◆ **Written task**
Each entry must appear again exactly as it does in the source.

◆ **Supplied entries**
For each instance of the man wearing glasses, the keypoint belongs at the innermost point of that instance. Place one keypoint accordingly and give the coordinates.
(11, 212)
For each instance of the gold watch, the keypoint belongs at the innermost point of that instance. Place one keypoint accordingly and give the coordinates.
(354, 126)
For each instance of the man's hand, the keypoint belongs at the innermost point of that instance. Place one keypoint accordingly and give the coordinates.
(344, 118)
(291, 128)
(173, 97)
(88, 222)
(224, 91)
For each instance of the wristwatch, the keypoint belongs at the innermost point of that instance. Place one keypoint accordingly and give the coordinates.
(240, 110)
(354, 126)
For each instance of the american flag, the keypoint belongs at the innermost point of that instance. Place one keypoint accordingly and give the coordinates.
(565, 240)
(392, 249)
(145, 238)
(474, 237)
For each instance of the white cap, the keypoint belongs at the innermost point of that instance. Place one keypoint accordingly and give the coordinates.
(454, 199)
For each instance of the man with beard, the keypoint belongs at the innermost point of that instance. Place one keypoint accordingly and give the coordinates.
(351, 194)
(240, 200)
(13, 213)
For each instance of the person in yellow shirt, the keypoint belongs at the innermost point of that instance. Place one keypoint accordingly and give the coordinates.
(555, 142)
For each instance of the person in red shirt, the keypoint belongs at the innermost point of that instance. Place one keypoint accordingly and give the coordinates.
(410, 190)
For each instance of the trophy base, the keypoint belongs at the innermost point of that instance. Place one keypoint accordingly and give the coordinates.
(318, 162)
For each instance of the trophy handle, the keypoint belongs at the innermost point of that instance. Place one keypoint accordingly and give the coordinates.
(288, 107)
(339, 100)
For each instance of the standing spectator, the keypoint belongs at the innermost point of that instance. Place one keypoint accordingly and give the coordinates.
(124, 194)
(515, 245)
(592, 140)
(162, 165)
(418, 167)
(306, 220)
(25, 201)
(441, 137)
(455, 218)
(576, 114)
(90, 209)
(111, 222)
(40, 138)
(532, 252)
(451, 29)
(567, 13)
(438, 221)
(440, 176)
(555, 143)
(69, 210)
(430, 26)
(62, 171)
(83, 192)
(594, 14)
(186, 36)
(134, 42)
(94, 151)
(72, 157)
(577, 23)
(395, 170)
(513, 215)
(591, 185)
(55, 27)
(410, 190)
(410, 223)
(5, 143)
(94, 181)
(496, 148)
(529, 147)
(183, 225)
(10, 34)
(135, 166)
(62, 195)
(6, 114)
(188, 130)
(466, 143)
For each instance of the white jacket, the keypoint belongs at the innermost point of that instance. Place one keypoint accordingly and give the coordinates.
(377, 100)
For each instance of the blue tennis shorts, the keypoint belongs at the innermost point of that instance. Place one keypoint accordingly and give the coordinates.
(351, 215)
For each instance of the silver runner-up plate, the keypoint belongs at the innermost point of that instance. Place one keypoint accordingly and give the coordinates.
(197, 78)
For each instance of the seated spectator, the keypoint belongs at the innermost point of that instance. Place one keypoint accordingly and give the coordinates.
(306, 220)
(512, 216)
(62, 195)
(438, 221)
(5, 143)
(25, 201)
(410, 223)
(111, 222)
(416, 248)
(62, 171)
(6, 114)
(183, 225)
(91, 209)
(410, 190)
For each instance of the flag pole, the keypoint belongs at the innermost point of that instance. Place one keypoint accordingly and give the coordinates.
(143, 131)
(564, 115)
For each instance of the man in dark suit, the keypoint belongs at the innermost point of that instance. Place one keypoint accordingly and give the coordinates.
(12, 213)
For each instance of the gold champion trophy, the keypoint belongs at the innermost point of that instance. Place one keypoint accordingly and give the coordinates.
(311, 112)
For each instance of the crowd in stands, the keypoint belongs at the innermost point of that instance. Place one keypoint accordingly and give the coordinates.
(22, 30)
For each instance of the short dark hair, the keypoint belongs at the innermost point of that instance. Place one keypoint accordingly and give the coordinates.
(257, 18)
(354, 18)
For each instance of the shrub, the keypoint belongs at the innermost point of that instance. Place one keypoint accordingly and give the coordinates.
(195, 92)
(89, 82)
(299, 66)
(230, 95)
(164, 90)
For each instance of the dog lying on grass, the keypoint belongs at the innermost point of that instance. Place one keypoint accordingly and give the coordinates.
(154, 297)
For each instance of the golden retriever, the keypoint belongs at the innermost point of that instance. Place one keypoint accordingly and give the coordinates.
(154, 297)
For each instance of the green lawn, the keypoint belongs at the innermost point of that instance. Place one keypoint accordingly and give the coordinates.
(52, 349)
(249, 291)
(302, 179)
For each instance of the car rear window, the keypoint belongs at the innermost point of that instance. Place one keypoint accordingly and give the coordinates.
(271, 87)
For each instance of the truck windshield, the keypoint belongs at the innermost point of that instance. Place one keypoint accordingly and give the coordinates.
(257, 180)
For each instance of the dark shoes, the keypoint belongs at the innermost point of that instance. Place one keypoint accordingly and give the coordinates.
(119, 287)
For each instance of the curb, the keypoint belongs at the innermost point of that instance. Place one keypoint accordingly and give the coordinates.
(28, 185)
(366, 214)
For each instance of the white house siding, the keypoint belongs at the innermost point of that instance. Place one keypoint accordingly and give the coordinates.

◆ **Answer below**
For each instance of the man wearing glasses, the keypoint belongs at the innermost point of that instance. Place one keypoint accordingly and give the coordinates.
(11, 212)
For each instance of the gold watch, the keypoint belongs at the innermost point of that instance. Place one keypoint accordingly and give the coordinates.
(354, 126)
For each instance of the man's hand, the keypoint belongs at the innermost point of that instance. Place one keypoint accordingly and give the coordinates.
(344, 118)
(291, 128)
(173, 97)
(88, 222)
(224, 91)
For each instance of the wristwatch, the keypoint belongs at the innermost point of that instance. Place one keypoint accordingly and give the coordinates.
(240, 110)
(354, 126)
For each instance of the american flag, the keypoint belongs at the innermost point of that instance. Place one keypoint accordingly and give the coordinates.
(565, 240)
(392, 249)
(145, 238)
(474, 237)
For each instance of the white cap, the keypoint belongs at the innermost point of that instance. Place one keypoint accordingly and give the coordinates.
(454, 199)
For each instance of the man with beard, the keypoint belongs at the innermost point of that instance. Place one keypoint accordingly and give the coordinates.
(351, 194)
(240, 200)
(13, 213)
For each instance of the person in yellow shirt, the keypoint belongs at the innermost point of that instance. Place one keypoint accordingly and give the coordinates.
(555, 142)
For each instance of the person in red shirt, the keypoint belongs at the innermost point of that instance. Place one keypoint accordingly and give the coordinates.
(410, 190)
For each instance of the trophy base, the keypoint belongs at the innermost point of that instance. Place one keypoint accordingly and give the coordinates.
(318, 162)
For each instance of the trophy handle, the keypoint belongs at the innermost point of that instance. Place one keypoint accordingly and give the coordinates.
(288, 107)
(339, 100)
For each instance of the standing spectator, the keypoint belongs at the innermost point of that instance. Place one keypoint accordingly and give the coordinates.
(124, 194)
(515, 245)
(592, 140)
(162, 165)
(418, 167)
(306, 220)
(25, 201)
(441, 137)
(455, 218)
(576, 114)
(90, 209)
(111, 222)
(40, 138)
(532, 252)
(451, 29)
(567, 13)
(438, 221)
(440, 176)
(555, 143)
(69, 210)
(430, 26)
(62, 171)
(83, 192)
(594, 14)
(186, 36)
(134, 42)
(94, 151)
(72, 157)
(577, 23)
(395, 170)
(513, 215)
(591, 185)
(55, 27)
(410, 190)
(410, 223)
(5, 143)
(94, 181)
(496, 148)
(529, 147)
(183, 225)
(10, 34)
(135, 166)
(62, 195)
(6, 114)
(188, 130)
(466, 143)
For each instance of the white jacket, the keypoint belongs at the innermost point of that instance. Place one keypoint accordingly and give the coordinates.
(377, 100)
For each instance of the blue tennis shorts, the keypoint belongs at the innermost point of that instance. Place one keypoint accordingly and give the coordinates.
(351, 215)
For each instance of the silver runner-up plate, the keypoint belongs at the innermost point of that instance. Place one keypoint accordingly and give the coordinates.
(197, 78)
For each instance of the seated spectator, the keypoint belongs at the innermost point of that instance. Place one keypoint accordingly and give the coordinates.
(306, 220)
(512, 216)
(62, 195)
(438, 221)
(5, 143)
(25, 201)
(410, 223)
(111, 222)
(416, 248)
(62, 171)
(6, 114)
(183, 225)
(91, 209)
(410, 190)
For each instance of the flag pole, the keypoint belongs at the innermost point of that instance. Place one keypoint accordingly and give the coordinates.
(143, 131)
(564, 115)
For each instance of the man in dark suit, the keypoint belongs at the innermost point of that instance. Place one keypoint accordingly and give the coordinates.
(12, 213)
For each instance of the gold champion trophy, the keypoint belongs at the innermost point of that instance. Place one keypoint accordingly and give the coordinates.
(311, 112)
For each instance of the crowd in stands, the keypoint belongs at the innermost point of that instance. Place one keypoint accordingly and give the coordinates.
(22, 30)
For each instance of the short dark hair, the keypoint belongs at the innermost point of that instance. Place one keypoint accordingly and give the coordinates.
(257, 18)
(354, 18)
For each instance of the shrub, the keypoint belongs at the innermost point of that instance. Place one keypoint accordingly and give the coordinates.
(195, 92)
(89, 82)
(299, 66)
(230, 95)
(164, 90)
For each instance of the dog lying on grass, the keypoint belongs at the innermost point of that instance. Place one keypoint accordingly and give the coordinates.
(154, 297)
For each instance of the golden retriever, the keypoint belongs at the innermost point of that instance. Place one keypoint accordingly and give the coordinates.
(154, 297)
For each instance of the green lawn, the keypoint belongs at the innermost point of that instance. Place one keypoint accordingly and give the coordinates.
(52, 349)
(249, 291)
(302, 179)
For each instance of the car rear window, the keypoint belongs at the innermost point of that instance. Place one keypoint accordingly and give the coordinates.
(271, 87)
For each instance of the truck windshield, the keypoint belongs at the innermost point of that instance. Place one keypoint accordingly and give the coordinates.
(257, 180)
For each instance of the dark shoes, the keypoint belongs at the innermost point of that instance. Place one keypoint accordingly and give the coordinates.
(119, 287)
For each instance of the curb, the keypoint belongs at the innermost point of that instance. Place one keypoint accordingly and give the coordinates.
(28, 185)
(366, 214)
For each instance of the white house siding, the keypoint belongs at the innermost point of that instance. Place one keypoint accordingly and give the coordinates.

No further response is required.